Документ:
——————————
Из воспоминаний Клавдии Даниловны Кызиной:
«Моя семья жила на западе Украины, в селе Серединцы. В семье было трое детей: брат (1929 г.р.), я (1935 г.р.) и сестра (1937 г.р.). Отец был начальником медслужбы, расположенной в 10 км от нашего села. Приезжал только на выходные дни. Мне кажется, он знал о том, что скоро начнётся война, но нам не говорил об этом, чтобы раньше времени не паниковали.
Помню, как однажды посадил меня на колени и сказал: «На следующие выходные не приеду, вдруг что-то случится, так что не ждите». Так и получилось. Госпиталь, где отец был хирургом, попал под бомбёжку. Отец во время операции был ранен осколком и умер.
Пала Брестская крепость. В селе были слышны звуки сражения. Через неделю немцы пришли в моё село. Мы их как увидели, сразу залезли на печь, одеялом накрылись и лежим. Зашли они в дом и кричат: «Где киндер?» Мама показала на печь. Нас осмотрели со всех сторон и вышли.
Наш дом стал казармой для солдат. Мы всё время на печке сидели, мама нам молоко давала по полстакана, другой еды не было. Всю скотину забрали немцы, грузили на мотоциклы и увозили к сельсовету, там забивали и сами ели.
Подростки из нашего села сбежали в Белоруссию к партизанам. Были вылазки в село. Уничтожали немцев небольшими группами. Партизаны подорвали немецкую машину с солдатами. Немцы собрали всех на площадь перед сельсоветом, выбрали трёх человек наугад и повесили. Мы были в ужасе.
——————————
Задание 1: Пересчитайте в масштабе 0,75 все записи от их начала до строки с «MULTIPOLYGON (((335 80, 329» включительно. Повторите эти строки вместе с заданиями, но умножьте на 0,75 только числа в ответах (координаты контуров) и округлите их до целых, половины в большую сторону, а картинки в ответ не включайте.
Воспоминания и записи между собой никак не связаны.

Материал для упражнения:
——————————
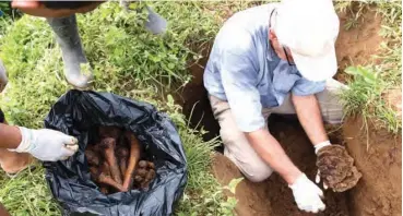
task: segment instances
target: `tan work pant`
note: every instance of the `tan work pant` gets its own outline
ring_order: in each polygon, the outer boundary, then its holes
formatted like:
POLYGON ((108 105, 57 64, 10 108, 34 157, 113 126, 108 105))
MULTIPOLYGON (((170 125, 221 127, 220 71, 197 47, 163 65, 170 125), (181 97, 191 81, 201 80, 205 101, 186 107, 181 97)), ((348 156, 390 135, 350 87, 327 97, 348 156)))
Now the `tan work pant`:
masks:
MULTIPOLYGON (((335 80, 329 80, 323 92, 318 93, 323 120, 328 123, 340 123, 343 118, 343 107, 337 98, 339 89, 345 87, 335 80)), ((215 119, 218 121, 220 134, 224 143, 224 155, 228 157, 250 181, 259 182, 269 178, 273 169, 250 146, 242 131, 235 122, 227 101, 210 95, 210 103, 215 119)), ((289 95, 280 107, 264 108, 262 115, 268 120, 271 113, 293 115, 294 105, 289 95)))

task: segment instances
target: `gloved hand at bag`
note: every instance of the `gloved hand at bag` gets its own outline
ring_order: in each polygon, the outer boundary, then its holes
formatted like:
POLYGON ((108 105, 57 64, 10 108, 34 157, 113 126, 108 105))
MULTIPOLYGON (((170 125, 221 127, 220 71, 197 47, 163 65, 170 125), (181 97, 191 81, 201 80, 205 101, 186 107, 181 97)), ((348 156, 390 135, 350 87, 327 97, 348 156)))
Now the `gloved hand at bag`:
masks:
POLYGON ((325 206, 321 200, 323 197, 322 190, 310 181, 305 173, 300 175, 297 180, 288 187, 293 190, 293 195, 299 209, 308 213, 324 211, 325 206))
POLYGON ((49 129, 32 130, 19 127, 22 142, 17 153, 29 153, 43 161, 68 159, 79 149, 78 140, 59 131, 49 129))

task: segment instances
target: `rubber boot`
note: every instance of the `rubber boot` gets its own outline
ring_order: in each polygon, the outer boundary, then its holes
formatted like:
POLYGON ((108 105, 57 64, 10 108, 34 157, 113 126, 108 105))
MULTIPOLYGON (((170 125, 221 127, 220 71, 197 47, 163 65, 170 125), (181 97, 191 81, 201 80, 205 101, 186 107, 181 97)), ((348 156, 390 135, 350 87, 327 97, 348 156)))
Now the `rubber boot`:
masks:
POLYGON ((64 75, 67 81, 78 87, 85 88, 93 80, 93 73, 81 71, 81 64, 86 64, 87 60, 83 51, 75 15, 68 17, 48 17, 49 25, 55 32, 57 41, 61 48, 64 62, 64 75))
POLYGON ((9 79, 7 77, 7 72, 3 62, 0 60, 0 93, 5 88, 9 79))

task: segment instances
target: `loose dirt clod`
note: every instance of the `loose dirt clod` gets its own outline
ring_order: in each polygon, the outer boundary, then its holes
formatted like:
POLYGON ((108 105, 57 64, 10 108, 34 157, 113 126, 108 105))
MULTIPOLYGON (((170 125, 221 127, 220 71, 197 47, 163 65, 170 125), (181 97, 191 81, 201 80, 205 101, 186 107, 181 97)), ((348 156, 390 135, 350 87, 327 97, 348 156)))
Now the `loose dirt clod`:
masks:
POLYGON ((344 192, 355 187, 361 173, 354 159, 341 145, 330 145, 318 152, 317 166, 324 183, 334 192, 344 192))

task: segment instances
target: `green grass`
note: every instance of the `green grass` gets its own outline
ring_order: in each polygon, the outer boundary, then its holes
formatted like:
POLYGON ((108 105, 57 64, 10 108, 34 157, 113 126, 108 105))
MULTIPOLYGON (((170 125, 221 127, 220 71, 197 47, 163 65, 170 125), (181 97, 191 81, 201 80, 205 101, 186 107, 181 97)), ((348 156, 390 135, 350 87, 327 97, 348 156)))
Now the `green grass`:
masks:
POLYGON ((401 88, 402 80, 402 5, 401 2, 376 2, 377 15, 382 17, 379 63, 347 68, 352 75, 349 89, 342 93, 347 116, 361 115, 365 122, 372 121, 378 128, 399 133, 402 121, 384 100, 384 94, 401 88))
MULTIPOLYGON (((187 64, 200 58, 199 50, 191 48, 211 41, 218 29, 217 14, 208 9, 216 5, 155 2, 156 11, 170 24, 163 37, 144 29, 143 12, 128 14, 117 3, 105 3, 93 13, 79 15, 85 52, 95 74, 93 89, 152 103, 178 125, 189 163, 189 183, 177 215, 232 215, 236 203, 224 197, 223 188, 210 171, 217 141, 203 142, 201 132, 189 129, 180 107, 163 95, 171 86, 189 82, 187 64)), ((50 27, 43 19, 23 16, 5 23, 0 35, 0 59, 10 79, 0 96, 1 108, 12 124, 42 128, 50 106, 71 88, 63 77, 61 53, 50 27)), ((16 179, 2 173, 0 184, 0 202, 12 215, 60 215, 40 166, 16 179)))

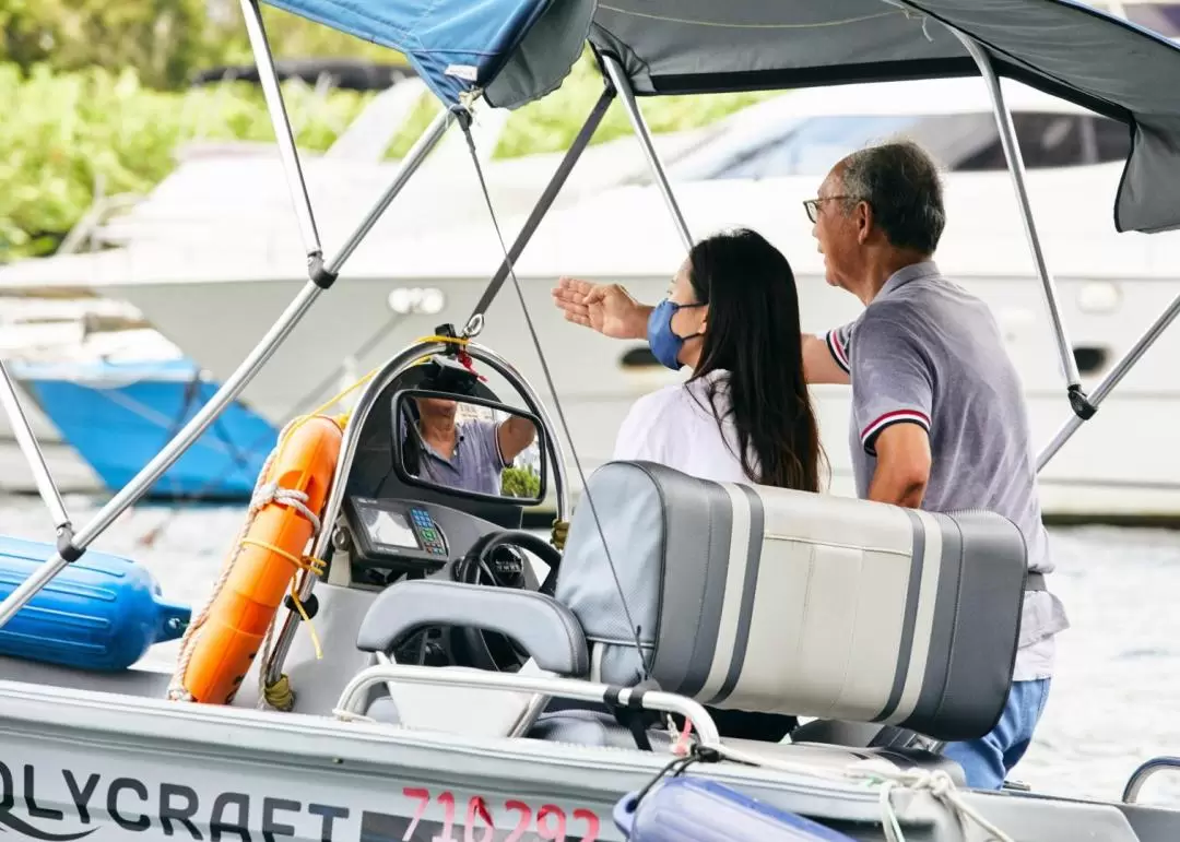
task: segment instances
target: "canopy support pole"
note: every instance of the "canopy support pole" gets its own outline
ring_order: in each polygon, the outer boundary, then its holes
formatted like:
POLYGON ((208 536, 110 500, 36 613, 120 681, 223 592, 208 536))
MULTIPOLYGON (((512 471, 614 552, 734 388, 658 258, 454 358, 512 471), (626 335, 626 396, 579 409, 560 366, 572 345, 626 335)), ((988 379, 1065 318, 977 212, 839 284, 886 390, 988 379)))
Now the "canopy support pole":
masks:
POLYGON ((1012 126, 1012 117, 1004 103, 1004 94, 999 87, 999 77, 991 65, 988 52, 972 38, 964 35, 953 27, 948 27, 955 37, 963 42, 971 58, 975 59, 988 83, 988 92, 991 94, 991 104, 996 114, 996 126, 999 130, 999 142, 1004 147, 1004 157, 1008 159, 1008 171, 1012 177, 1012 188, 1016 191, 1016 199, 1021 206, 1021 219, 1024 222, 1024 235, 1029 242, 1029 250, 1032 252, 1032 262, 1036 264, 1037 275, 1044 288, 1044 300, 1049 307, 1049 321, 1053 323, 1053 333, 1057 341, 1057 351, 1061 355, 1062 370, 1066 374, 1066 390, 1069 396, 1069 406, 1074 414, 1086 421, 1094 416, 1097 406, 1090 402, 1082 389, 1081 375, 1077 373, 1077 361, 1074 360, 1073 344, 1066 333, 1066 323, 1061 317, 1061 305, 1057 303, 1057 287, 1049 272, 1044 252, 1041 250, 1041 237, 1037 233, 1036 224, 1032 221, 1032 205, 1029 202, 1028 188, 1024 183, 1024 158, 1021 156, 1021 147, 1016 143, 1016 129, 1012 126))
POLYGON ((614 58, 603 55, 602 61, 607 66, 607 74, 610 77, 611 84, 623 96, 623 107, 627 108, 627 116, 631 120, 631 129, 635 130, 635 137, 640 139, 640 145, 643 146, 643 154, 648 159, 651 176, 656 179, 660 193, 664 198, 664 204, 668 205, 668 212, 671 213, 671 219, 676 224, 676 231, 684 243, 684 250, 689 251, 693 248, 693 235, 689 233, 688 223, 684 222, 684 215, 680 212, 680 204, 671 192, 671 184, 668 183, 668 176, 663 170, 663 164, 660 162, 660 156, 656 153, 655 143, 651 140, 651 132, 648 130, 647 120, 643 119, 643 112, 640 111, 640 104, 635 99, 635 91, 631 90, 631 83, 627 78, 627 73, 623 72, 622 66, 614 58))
——————————
Задание 2: Отредактируйте отрывок воспоминаний от слов «Помню, как однажды» до слов «и сами ели.», заменив «бомбёжку» на «обстрел», и приведите этот отрывок целиком.

Полный ответ 1:
task: segment instances
target: `tan work pant`
note: every instance of the `tan work pant` gets its own outline
ring_order: in each polygon, the outer boundary, then its holes
formatted like:
POLYGON ((108 105, 57 64, 10 108, 34 157, 113 126, 108 105))
MULTIPOLYGON (((170 125, 221 127, 220 71, 197 47, 163 65, 170 125), (181 97, 191 81, 201 80, 205 101, 186 107, 181 97)), ((348 156, 390 135, 350 87, 327 97, 348 156)))
Now the `tan work pant`:
masks:
MULTIPOLYGON (((251 60, 247 60, 242 69, 239 70, 242 90, 246 92, 255 92, 257 89, 257 80, 253 74, 254 67, 259 65, 251 60)), ((161 89, 164 91, 165 101, 168 107, 168 116, 171 118, 188 136, 194 137, 202 134, 205 127, 188 110, 182 98, 176 92, 170 76, 158 71, 158 77, 161 89)), ((217 71, 210 80, 198 81, 197 86, 201 90, 203 85, 220 86, 221 79, 217 71)))

Полный ответ 2:
Помню, как однажды посадил меня на колени и сказал: «На следующие выходные не приеду, вдруг что-то случится, так что не ждите». Так и получилось. Госпиталь, где отец был хирургом, попал под обстрел. Отец во время операции был ранен осколком и умер.
Пала Брестская крепость. В селе были слышны звуки сражения. Через неделю немцы пришли в моё село. Мы их как увидели, сразу залезли на печь, одеялом накрылись и лежим. Зашли они в дом и кричат: «Где киндер?» Мама показала на печь. Нас осмотрели со всех сторон и вышли.
Наш дом стал казармой для солдат. Мы всё время на печке сидели, мама нам молоко давала по полстакана, другой еды не было. Всю скотину забрали немцы, грузили на мотоциклы и увозили к сельсовету, там забивали и сами ели.